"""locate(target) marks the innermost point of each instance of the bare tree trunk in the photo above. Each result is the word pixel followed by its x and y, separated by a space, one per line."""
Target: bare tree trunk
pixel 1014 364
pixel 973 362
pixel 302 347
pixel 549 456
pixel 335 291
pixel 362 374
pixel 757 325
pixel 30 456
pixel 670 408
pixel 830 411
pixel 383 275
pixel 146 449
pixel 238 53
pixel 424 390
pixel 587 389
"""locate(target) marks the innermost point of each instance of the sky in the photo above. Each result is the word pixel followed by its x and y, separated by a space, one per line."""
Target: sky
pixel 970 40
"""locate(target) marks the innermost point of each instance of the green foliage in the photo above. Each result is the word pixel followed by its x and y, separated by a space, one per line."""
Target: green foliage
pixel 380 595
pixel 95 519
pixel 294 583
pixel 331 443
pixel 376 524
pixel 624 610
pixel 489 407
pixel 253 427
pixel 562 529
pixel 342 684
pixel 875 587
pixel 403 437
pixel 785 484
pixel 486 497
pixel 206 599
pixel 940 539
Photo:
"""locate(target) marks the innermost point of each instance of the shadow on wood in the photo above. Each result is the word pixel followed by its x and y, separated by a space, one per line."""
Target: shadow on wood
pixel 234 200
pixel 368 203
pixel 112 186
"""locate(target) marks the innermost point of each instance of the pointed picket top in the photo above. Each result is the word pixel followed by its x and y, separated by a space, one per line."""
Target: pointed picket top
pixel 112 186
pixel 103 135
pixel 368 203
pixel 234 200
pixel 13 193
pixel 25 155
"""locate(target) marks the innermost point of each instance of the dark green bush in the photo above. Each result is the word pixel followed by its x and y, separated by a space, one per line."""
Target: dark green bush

◆ ◆ ◆ ◆ ◆

» **Task details**
Reproduce the listing above line for line, without altering a single character.

» **Answer in full**
"""locate(target) marks the innermost point of each instance of the bare tree trunk in the photo above. Each result is the word pixel followed by its x and y, separated by a space, one per line."""
Target: bare tree trunk
pixel 1014 364
pixel 973 362
pixel 302 347
pixel 549 456
pixel 335 291
pixel 362 374
pixel 757 325
pixel 30 456
pixel 670 408
pixel 830 411
pixel 383 275
pixel 146 449
pixel 238 53
pixel 424 390
pixel 587 389
"""locate(target) marks the innermost point of each instance of the sky in the photo above. Each result is the word pixel followed by its x and y, separated by a space, one per line."""
Target: sky
pixel 970 40
"""locate(target) marks the innermost point of each instance of the green foliage in the photo above. Each result is the word pixel followed by its x and y, separated by a space, one per line."""
Target: green foliage
pixel 380 595
pixel 95 519
pixel 294 583
pixel 331 443
pixel 376 524
pixel 624 610
pixel 489 407
pixel 253 427
pixel 562 529
pixel 342 684
pixel 875 587
pixel 403 437
pixel 785 484
pixel 486 497
pixel 206 599
pixel 940 539
Photo:
"""locate(target) marks the innermost point of each instance of the shadow on wood in the photo above. Each result is the word pixel followed by its x and y, separated by a space, one per line."""
Target: shadow on wood
pixel 234 200
pixel 368 203
pixel 112 186
"""locate(target) marks the innermost point of each instance of the pointed picket top in the photo above. Each result is the word pixel followed by its x and y, separated by a space, one per line."""
Target: pointed picket top
pixel 112 186
pixel 103 135
pixel 368 203
pixel 234 200
pixel 13 193
pixel 25 155
"""locate(target) marks the innermost point of each instance of the dark green bush in the photo above. Each result is the word pixel followed by its x and y, separated by a space, one per line."""
Target: dark green bush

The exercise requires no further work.